▶ Set of tasks:
1. Print the template discussion from "Not a great" up to and including "to this discussion.".
2. Answer these questions from the template discussion:
(a) In what order does the template currently display the Chinese characters?
(b) For which articles does _dk suggest keeping Traditional Chinese first?
(c) Which two parameter values does Philg88 say are used to set the display order?

Not a great deal of participation, not to mention a socking editor (whose participation was discounted here). That said, consensus showed that editors were oppposed to the initial proposal as stated, specifically, the broad changes to the template to show simple characters first, followed by traditional ones using an alphabetical order system. However, editors were in favor of some modification of the template for use in particular cases to show simple characters first. I, JethroBT drop me a line 20:41, 11 September 2014 (UTC)

The following discussion is closed. Please do not modify it. Subsequent comments should be made on the appropriate discussion page. No further edits should be made to this discussion.

Should this template display simplified Chinese characters first or traditional Chinese characters first?--Gothicartech (talk) 19:51, 27 July 2014 (UTC)

The template as it is right now, displays traditional Chinese characters first, followed by the simplified Chinese characters. Now a problem appears, as all these templates in content related to mainland China are also displayed in this order, instead of simplified first. Ideally, we can customize the template to fit the individual articles' preferences (simplified Chinese characters first in articles related to mainland China, Singapore, e.g., where simplified is prevalent; and traditional characters first in articles related to Taiwan, Hong Kong, e.g., where traditional is prevalent), so such issue can be avoided. But unfortunately the order cannot be changed on this template. Because of this, I think the arrangement with the most common sense is simply the alphabetical order, list Simplified first and then Traditional.--Gothicartech (talk) 20:54, 27 July 2014 (UTC)

  • Traditional for now; fix the template to have a switch. That "solution" wouldn't make any sense at all. It's like giving someone a promotion based on their shoe size. While I agree the template (or a set of templates) should give the character renderings in the appropriate order for the subject, a) there is no reason this template cannot be modified to do that, and b) in the interim, have them appear in the order of most utility to the most bilingual users of en.wikipedia, which is almost certainly traditional. Sticking with traditional also keeps the template as is, instead of introducing a change, which is the default handling of any change like this (i.e., we already have a consensus, even if a loose one, and it takes arriving at a new consensus to change the old one).  — SMcCandlish ¢ ≽ʌⱷ҅ʌ≼  02:12, 1 August 2014 (UTC)
  • Support fixing the template. Additionally, I suggest retaining Traditional Chinese first for pre-1949 articles on mainland Chinese subjects, since Simplified Chinese is only made official under the PRC. _dk (talk) 02:53, 1 August 2014 (UTC)
  • Comment I think that modification of the template to change the character display order should be straightforward (famous last words). It's already done by {{Zh}} using the parameters "first=s" or "first=t". JohnBlackburne is the expert on this type of thing.  Philg88 talk 06:29, 1 August 2014 (UTC)

▶ Data block:
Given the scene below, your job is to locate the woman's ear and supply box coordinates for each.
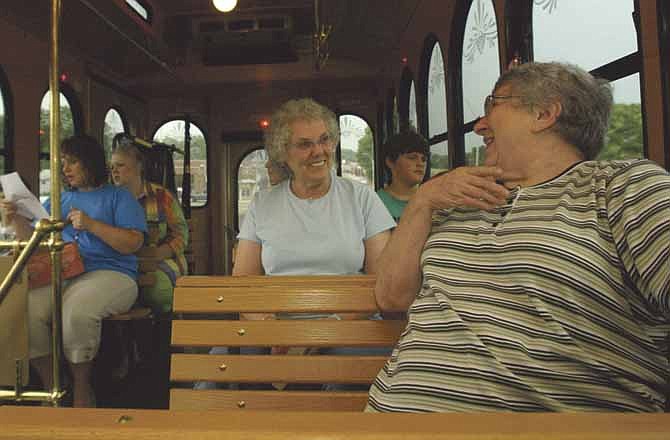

▶ Solutions to the problems:
1.
Not a great deal of participation, not to mention a socking editor (whose participation was discounted here). That said, consensus showed that editors were oppposed to the initial proposal as stated, specifically, the broad changes to the template to show simple characters first, followed by traditional ones using an alphabetical order system. However, editors were in favor of some modification of the template for use in particular cases to show simple characters first. I, JethroBT drop me a line 20:41, 11 September 2014 (UTC)

The following discussion is closed. Please do not modify it. Subsequent comments should be made on the appropriate discussion page. No further edits should be made to this discussion.

2.
(a) Traditional Chinese characters first, followed by simplified Chinese characters.
(b) Pre-1949 articles on mainland Chinese subjects.
(c) "first=s" and "first=t".